**Exercise details:** Count how many of the lines below contain the string "fishing", with case taken into account, and reply with the number alone.

Entries from an annotation dataset
----------------

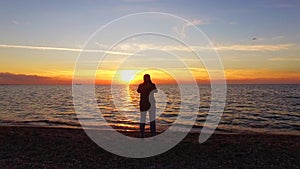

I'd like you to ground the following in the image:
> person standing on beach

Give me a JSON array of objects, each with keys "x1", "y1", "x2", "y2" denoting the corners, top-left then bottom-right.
[{"x1": 137, "y1": 74, "x2": 157, "y2": 138}]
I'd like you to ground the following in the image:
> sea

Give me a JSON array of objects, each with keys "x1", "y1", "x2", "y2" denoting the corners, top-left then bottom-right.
[{"x1": 0, "y1": 84, "x2": 300, "y2": 135}]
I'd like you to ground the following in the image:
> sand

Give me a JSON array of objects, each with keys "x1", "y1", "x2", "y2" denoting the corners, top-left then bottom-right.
[{"x1": 0, "y1": 126, "x2": 300, "y2": 169}]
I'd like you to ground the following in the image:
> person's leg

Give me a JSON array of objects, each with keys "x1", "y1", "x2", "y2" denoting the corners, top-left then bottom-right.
[
  {"x1": 149, "y1": 105, "x2": 156, "y2": 136},
  {"x1": 140, "y1": 111, "x2": 147, "y2": 138}
]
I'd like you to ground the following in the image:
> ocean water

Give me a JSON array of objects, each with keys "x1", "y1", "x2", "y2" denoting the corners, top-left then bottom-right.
[{"x1": 0, "y1": 85, "x2": 300, "y2": 135}]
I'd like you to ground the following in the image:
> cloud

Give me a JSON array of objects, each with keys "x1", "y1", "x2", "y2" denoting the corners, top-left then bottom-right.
[
  {"x1": 174, "y1": 19, "x2": 204, "y2": 38},
  {"x1": 268, "y1": 57, "x2": 300, "y2": 61},
  {"x1": 119, "y1": 43, "x2": 295, "y2": 52},
  {"x1": 215, "y1": 44, "x2": 295, "y2": 51},
  {"x1": 11, "y1": 20, "x2": 19, "y2": 25},
  {"x1": 0, "y1": 72, "x2": 71, "y2": 84},
  {"x1": 275, "y1": 3, "x2": 300, "y2": 8},
  {"x1": 0, "y1": 44, "x2": 138, "y2": 55}
]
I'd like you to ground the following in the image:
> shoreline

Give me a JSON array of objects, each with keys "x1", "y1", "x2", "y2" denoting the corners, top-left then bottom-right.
[{"x1": 0, "y1": 126, "x2": 300, "y2": 169}]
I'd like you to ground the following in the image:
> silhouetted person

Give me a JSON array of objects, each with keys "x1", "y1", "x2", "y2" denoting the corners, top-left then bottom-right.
[{"x1": 137, "y1": 74, "x2": 157, "y2": 138}]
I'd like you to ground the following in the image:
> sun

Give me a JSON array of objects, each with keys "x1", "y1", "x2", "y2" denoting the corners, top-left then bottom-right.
[{"x1": 118, "y1": 70, "x2": 137, "y2": 84}]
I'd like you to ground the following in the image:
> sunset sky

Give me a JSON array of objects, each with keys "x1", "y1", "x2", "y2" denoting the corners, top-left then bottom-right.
[{"x1": 0, "y1": 0, "x2": 300, "y2": 84}]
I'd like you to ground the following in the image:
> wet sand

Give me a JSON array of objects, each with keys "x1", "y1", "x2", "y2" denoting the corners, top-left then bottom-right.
[{"x1": 0, "y1": 126, "x2": 300, "y2": 169}]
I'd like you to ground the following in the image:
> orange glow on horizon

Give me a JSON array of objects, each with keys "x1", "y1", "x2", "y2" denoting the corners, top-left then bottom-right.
[{"x1": 0, "y1": 69, "x2": 300, "y2": 85}]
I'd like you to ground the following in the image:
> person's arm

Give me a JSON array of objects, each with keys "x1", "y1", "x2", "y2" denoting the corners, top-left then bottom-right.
[
  {"x1": 152, "y1": 84, "x2": 158, "y2": 93},
  {"x1": 137, "y1": 85, "x2": 142, "y2": 93}
]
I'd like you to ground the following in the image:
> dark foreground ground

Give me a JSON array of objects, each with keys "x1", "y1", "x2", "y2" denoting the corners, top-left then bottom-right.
[{"x1": 0, "y1": 127, "x2": 300, "y2": 169}]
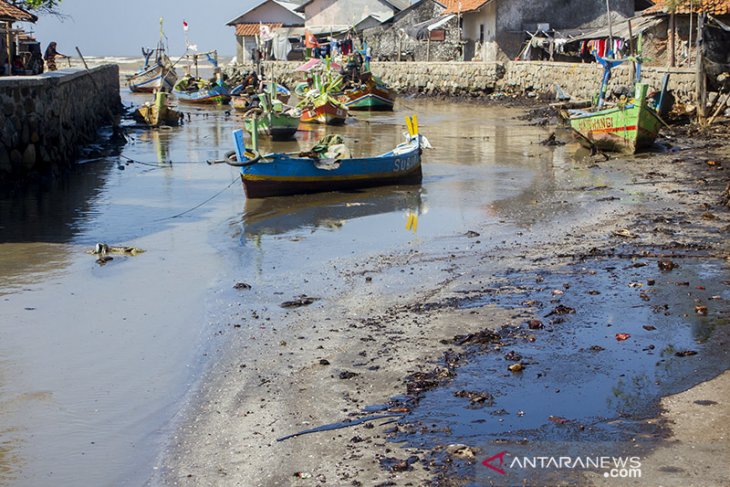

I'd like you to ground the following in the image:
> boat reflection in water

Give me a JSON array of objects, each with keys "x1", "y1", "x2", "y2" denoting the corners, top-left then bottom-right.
[{"x1": 242, "y1": 185, "x2": 424, "y2": 244}]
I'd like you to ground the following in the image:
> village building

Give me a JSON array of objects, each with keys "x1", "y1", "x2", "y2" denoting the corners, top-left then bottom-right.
[
  {"x1": 642, "y1": 0, "x2": 730, "y2": 67},
  {"x1": 356, "y1": 0, "x2": 461, "y2": 61},
  {"x1": 444, "y1": 0, "x2": 635, "y2": 61},
  {"x1": 227, "y1": 0, "x2": 304, "y2": 63},
  {"x1": 297, "y1": 0, "x2": 410, "y2": 37},
  {"x1": 0, "y1": 0, "x2": 37, "y2": 76}
]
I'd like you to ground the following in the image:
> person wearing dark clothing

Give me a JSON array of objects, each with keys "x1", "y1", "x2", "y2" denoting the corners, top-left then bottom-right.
[{"x1": 43, "y1": 42, "x2": 68, "y2": 71}]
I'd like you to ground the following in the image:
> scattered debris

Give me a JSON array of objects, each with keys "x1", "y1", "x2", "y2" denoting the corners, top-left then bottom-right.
[
  {"x1": 674, "y1": 350, "x2": 697, "y2": 357},
  {"x1": 613, "y1": 228, "x2": 637, "y2": 238},
  {"x1": 507, "y1": 362, "x2": 525, "y2": 372},
  {"x1": 548, "y1": 416, "x2": 570, "y2": 424},
  {"x1": 546, "y1": 304, "x2": 575, "y2": 316},
  {"x1": 454, "y1": 391, "x2": 494, "y2": 406},
  {"x1": 527, "y1": 320, "x2": 545, "y2": 330},
  {"x1": 280, "y1": 294, "x2": 318, "y2": 308},
  {"x1": 446, "y1": 443, "x2": 477, "y2": 460}
]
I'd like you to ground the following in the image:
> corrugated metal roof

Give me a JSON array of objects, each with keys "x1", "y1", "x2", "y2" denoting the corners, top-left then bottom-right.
[
  {"x1": 642, "y1": 0, "x2": 730, "y2": 15},
  {"x1": 439, "y1": 0, "x2": 492, "y2": 14},
  {"x1": 236, "y1": 22, "x2": 284, "y2": 36},
  {"x1": 0, "y1": 0, "x2": 38, "y2": 22},
  {"x1": 568, "y1": 16, "x2": 662, "y2": 42}
]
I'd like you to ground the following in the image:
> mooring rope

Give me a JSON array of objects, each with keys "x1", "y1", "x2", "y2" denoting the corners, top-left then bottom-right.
[{"x1": 153, "y1": 176, "x2": 239, "y2": 222}]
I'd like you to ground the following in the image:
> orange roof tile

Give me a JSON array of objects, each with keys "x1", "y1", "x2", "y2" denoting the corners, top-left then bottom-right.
[
  {"x1": 236, "y1": 22, "x2": 284, "y2": 37},
  {"x1": 0, "y1": 0, "x2": 38, "y2": 22},
  {"x1": 439, "y1": 0, "x2": 492, "y2": 15},
  {"x1": 643, "y1": 0, "x2": 730, "y2": 15}
]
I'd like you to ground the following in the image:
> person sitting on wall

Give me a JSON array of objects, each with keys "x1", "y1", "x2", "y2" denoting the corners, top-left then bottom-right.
[
  {"x1": 43, "y1": 41, "x2": 70, "y2": 71},
  {"x1": 12, "y1": 55, "x2": 25, "y2": 74}
]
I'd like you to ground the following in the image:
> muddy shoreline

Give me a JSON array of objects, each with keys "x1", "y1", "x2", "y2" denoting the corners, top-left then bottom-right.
[{"x1": 151, "y1": 107, "x2": 730, "y2": 486}]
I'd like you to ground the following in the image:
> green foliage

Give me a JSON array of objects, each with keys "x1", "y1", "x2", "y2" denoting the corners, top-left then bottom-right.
[{"x1": 13, "y1": 0, "x2": 61, "y2": 12}]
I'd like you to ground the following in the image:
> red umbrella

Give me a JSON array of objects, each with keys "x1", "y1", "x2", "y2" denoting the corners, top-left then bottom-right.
[{"x1": 294, "y1": 58, "x2": 342, "y2": 71}]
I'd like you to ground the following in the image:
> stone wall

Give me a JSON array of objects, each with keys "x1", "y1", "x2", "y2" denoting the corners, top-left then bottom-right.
[
  {"x1": 0, "y1": 65, "x2": 121, "y2": 184},
  {"x1": 228, "y1": 61, "x2": 695, "y2": 103}
]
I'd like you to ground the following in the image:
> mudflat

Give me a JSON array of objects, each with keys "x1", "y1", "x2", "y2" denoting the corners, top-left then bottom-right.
[{"x1": 153, "y1": 118, "x2": 730, "y2": 486}]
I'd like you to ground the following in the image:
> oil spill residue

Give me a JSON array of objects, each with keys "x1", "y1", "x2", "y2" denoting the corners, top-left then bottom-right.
[{"x1": 386, "y1": 259, "x2": 730, "y2": 485}]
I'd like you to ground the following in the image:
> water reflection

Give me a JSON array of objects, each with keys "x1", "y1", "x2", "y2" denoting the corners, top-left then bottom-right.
[{"x1": 241, "y1": 186, "x2": 424, "y2": 241}]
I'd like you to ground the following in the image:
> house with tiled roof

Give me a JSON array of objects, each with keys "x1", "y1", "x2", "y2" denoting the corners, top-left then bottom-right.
[
  {"x1": 641, "y1": 0, "x2": 730, "y2": 67},
  {"x1": 356, "y1": 0, "x2": 461, "y2": 62},
  {"x1": 436, "y1": 0, "x2": 636, "y2": 61},
  {"x1": 297, "y1": 0, "x2": 410, "y2": 35},
  {"x1": 643, "y1": 0, "x2": 730, "y2": 17},
  {"x1": 227, "y1": 0, "x2": 304, "y2": 63},
  {"x1": 0, "y1": 0, "x2": 38, "y2": 74}
]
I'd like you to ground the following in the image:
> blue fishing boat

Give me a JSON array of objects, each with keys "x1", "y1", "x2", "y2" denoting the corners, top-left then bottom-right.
[
  {"x1": 172, "y1": 51, "x2": 231, "y2": 105},
  {"x1": 229, "y1": 117, "x2": 420, "y2": 198}
]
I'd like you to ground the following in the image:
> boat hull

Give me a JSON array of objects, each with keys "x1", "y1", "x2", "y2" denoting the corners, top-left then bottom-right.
[
  {"x1": 127, "y1": 64, "x2": 177, "y2": 93},
  {"x1": 300, "y1": 102, "x2": 347, "y2": 125},
  {"x1": 173, "y1": 86, "x2": 231, "y2": 105},
  {"x1": 245, "y1": 113, "x2": 299, "y2": 140},
  {"x1": 569, "y1": 83, "x2": 662, "y2": 154},
  {"x1": 241, "y1": 145, "x2": 423, "y2": 198},
  {"x1": 343, "y1": 87, "x2": 395, "y2": 111}
]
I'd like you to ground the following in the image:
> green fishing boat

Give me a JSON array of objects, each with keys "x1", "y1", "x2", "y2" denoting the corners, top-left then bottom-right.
[
  {"x1": 568, "y1": 83, "x2": 662, "y2": 154},
  {"x1": 244, "y1": 83, "x2": 302, "y2": 140},
  {"x1": 244, "y1": 111, "x2": 299, "y2": 140}
]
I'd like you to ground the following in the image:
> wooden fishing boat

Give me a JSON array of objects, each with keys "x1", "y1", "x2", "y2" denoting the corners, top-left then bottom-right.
[
  {"x1": 127, "y1": 48, "x2": 177, "y2": 93},
  {"x1": 127, "y1": 63, "x2": 177, "y2": 93},
  {"x1": 172, "y1": 51, "x2": 231, "y2": 105},
  {"x1": 340, "y1": 80, "x2": 395, "y2": 111},
  {"x1": 173, "y1": 84, "x2": 231, "y2": 105},
  {"x1": 301, "y1": 100, "x2": 347, "y2": 125},
  {"x1": 229, "y1": 117, "x2": 420, "y2": 198},
  {"x1": 134, "y1": 91, "x2": 183, "y2": 127},
  {"x1": 244, "y1": 110, "x2": 299, "y2": 140},
  {"x1": 568, "y1": 83, "x2": 662, "y2": 154},
  {"x1": 231, "y1": 95, "x2": 251, "y2": 112}
]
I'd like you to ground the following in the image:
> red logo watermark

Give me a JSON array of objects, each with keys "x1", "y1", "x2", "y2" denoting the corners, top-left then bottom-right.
[{"x1": 482, "y1": 451, "x2": 507, "y2": 475}]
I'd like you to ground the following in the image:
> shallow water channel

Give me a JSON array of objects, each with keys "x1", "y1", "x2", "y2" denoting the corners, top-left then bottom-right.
[{"x1": 0, "y1": 94, "x2": 564, "y2": 486}]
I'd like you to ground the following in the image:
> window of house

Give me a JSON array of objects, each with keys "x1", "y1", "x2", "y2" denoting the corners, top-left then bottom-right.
[{"x1": 429, "y1": 29, "x2": 446, "y2": 42}]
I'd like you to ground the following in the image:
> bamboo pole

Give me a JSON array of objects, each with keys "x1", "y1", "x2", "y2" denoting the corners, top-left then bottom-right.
[
  {"x1": 687, "y1": 0, "x2": 695, "y2": 66},
  {"x1": 668, "y1": 10, "x2": 677, "y2": 68},
  {"x1": 695, "y1": 13, "x2": 707, "y2": 121},
  {"x1": 606, "y1": 0, "x2": 613, "y2": 51}
]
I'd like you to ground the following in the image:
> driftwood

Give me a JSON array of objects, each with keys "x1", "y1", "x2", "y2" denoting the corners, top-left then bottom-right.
[{"x1": 276, "y1": 413, "x2": 403, "y2": 441}]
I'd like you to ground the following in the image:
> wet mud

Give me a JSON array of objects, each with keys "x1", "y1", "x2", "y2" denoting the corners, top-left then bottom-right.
[{"x1": 160, "y1": 103, "x2": 730, "y2": 485}]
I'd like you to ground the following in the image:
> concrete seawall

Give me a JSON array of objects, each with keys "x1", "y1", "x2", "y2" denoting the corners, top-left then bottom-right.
[
  {"x1": 230, "y1": 61, "x2": 695, "y2": 103},
  {"x1": 0, "y1": 65, "x2": 121, "y2": 184}
]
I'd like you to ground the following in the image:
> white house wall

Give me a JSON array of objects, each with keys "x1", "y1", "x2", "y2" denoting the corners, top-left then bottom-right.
[
  {"x1": 304, "y1": 0, "x2": 392, "y2": 27},
  {"x1": 462, "y1": 2, "x2": 498, "y2": 61}
]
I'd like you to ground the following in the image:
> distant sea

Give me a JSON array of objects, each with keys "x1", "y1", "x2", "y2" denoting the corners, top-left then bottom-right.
[{"x1": 66, "y1": 55, "x2": 235, "y2": 74}]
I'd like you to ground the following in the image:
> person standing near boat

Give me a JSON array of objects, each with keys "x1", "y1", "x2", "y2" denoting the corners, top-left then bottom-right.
[{"x1": 43, "y1": 41, "x2": 70, "y2": 71}]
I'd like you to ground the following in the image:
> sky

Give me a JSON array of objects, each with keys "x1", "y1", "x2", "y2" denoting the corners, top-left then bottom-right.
[{"x1": 24, "y1": 0, "x2": 263, "y2": 56}]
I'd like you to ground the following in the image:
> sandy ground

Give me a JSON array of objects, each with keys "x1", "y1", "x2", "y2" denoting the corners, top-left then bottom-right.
[{"x1": 152, "y1": 119, "x2": 730, "y2": 486}]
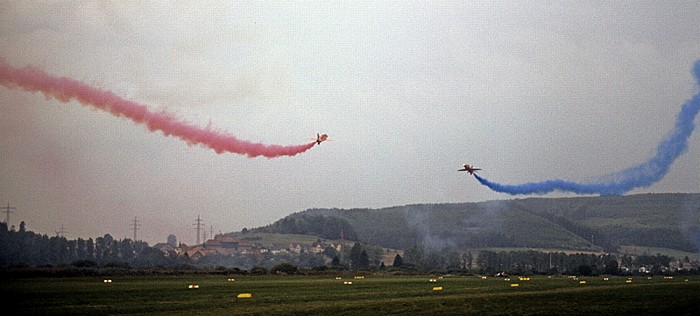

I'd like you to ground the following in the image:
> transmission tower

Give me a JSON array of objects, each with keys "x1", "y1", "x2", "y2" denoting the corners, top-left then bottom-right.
[
  {"x1": 56, "y1": 224, "x2": 67, "y2": 237},
  {"x1": 132, "y1": 216, "x2": 141, "y2": 242},
  {"x1": 0, "y1": 203, "x2": 17, "y2": 226},
  {"x1": 194, "y1": 215, "x2": 202, "y2": 245}
]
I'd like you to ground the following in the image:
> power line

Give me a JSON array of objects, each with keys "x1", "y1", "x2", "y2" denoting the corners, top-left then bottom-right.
[
  {"x1": 0, "y1": 203, "x2": 17, "y2": 226},
  {"x1": 132, "y1": 216, "x2": 141, "y2": 242},
  {"x1": 194, "y1": 215, "x2": 203, "y2": 245}
]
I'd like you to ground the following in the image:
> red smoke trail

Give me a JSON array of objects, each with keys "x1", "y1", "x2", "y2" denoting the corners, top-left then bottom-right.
[{"x1": 0, "y1": 58, "x2": 316, "y2": 158}]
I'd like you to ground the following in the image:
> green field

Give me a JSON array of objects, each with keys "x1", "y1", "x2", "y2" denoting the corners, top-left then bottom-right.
[{"x1": 5, "y1": 275, "x2": 700, "y2": 315}]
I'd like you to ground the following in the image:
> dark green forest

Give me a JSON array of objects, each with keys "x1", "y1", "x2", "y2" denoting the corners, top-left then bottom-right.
[{"x1": 274, "y1": 194, "x2": 700, "y2": 252}]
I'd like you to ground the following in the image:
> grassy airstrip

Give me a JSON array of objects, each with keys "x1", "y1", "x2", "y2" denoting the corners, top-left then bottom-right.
[{"x1": 5, "y1": 275, "x2": 700, "y2": 315}]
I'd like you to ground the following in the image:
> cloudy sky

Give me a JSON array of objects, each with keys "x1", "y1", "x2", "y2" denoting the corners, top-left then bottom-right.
[{"x1": 0, "y1": 1, "x2": 700, "y2": 244}]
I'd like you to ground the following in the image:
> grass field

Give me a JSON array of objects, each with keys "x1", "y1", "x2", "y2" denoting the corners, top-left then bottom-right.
[{"x1": 0, "y1": 275, "x2": 700, "y2": 315}]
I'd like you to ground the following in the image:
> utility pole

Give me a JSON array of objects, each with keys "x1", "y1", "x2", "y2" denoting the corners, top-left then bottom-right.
[
  {"x1": 133, "y1": 216, "x2": 141, "y2": 242},
  {"x1": 0, "y1": 203, "x2": 17, "y2": 227},
  {"x1": 194, "y1": 215, "x2": 202, "y2": 245},
  {"x1": 56, "y1": 224, "x2": 66, "y2": 237}
]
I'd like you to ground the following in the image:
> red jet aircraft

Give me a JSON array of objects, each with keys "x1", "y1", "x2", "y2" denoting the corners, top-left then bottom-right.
[{"x1": 457, "y1": 163, "x2": 481, "y2": 174}]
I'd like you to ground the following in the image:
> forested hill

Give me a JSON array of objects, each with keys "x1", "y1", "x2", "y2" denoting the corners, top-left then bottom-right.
[{"x1": 256, "y1": 193, "x2": 700, "y2": 252}]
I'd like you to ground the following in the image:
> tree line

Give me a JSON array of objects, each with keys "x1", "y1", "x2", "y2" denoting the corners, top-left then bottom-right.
[{"x1": 0, "y1": 222, "x2": 698, "y2": 275}]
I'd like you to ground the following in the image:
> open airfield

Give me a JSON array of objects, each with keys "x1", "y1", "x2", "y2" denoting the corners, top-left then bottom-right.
[{"x1": 5, "y1": 275, "x2": 700, "y2": 315}]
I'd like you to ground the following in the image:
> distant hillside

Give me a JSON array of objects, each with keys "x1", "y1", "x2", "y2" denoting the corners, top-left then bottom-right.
[{"x1": 255, "y1": 194, "x2": 700, "y2": 252}]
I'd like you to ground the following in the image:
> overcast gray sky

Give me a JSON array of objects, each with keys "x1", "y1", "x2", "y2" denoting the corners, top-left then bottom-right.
[{"x1": 0, "y1": 1, "x2": 700, "y2": 244}]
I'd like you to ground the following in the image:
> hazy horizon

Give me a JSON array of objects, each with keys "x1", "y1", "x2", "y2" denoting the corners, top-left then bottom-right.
[{"x1": 0, "y1": 1, "x2": 700, "y2": 244}]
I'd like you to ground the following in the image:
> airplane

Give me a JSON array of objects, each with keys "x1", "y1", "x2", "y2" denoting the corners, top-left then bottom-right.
[
  {"x1": 311, "y1": 133, "x2": 329, "y2": 145},
  {"x1": 457, "y1": 163, "x2": 481, "y2": 174}
]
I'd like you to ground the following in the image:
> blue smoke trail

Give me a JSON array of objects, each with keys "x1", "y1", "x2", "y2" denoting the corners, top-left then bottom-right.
[{"x1": 474, "y1": 60, "x2": 700, "y2": 195}]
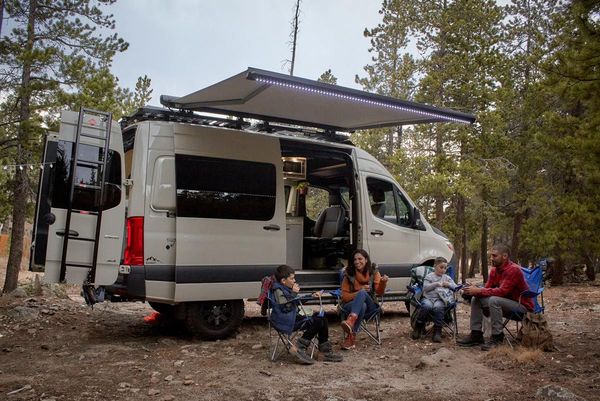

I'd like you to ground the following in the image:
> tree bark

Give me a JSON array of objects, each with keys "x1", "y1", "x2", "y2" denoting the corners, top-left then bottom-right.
[
  {"x1": 2, "y1": 0, "x2": 37, "y2": 293},
  {"x1": 480, "y1": 206, "x2": 488, "y2": 283},
  {"x1": 290, "y1": 0, "x2": 300, "y2": 75},
  {"x1": 454, "y1": 195, "x2": 467, "y2": 283},
  {"x1": 468, "y1": 250, "x2": 479, "y2": 278},
  {"x1": 550, "y1": 256, "x2": 564, "y2": 286},
  {"x1": 510, "y1": 212, "x2": 525, "y2": 260}
]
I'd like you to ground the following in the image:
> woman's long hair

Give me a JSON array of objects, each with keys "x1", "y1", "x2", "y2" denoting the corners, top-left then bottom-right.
[{"x1": 346, "y1": 249, "x2": 377, "y2": 277}]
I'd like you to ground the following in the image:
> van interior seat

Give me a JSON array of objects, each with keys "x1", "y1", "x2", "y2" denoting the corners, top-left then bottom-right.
[
  {"x1": 304, "y1": 192, "x2": 350, "y2": 268},
  {"x1": 371, "y1": 190, "x2": 385, "y2": 219}
]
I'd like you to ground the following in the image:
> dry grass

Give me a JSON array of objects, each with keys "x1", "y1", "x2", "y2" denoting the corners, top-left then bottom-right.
[{"x1": 488, "y1": 345, "x2": 544, "y2": 365}]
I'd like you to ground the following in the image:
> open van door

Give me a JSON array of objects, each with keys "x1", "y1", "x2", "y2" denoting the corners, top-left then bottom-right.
[{"x1": 30, "y1": 109, "x2": 125, "y2": 285}]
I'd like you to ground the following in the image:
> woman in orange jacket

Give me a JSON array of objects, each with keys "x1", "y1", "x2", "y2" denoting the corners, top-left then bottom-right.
[{"x1": 342, "y1": 249, "x2": 388, "y2": 349}]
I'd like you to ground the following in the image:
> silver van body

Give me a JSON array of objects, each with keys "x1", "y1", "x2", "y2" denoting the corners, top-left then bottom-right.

----------------

**Response:** 3